Rewrite the records from the line containing "the koala's head" through the end of the records, keeping the requests. Offset every coordinate in the answers by adding 127 to it.

Excerpts from location labeling data
---

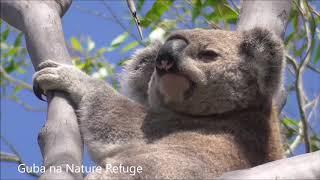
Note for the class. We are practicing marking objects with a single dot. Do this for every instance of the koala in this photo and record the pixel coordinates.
(196, 106)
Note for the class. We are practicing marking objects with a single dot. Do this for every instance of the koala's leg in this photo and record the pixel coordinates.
(107, 119)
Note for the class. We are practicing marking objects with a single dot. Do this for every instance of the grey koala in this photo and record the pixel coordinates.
(195, 107)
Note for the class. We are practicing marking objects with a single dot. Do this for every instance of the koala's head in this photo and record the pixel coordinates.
(204, 72)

---

▶ _Task response_
Note for the class. We are practicing marking objects with a single dot. Do this for every instance of the koala's head in this photo and record the pixel coordinates.
(331, 199)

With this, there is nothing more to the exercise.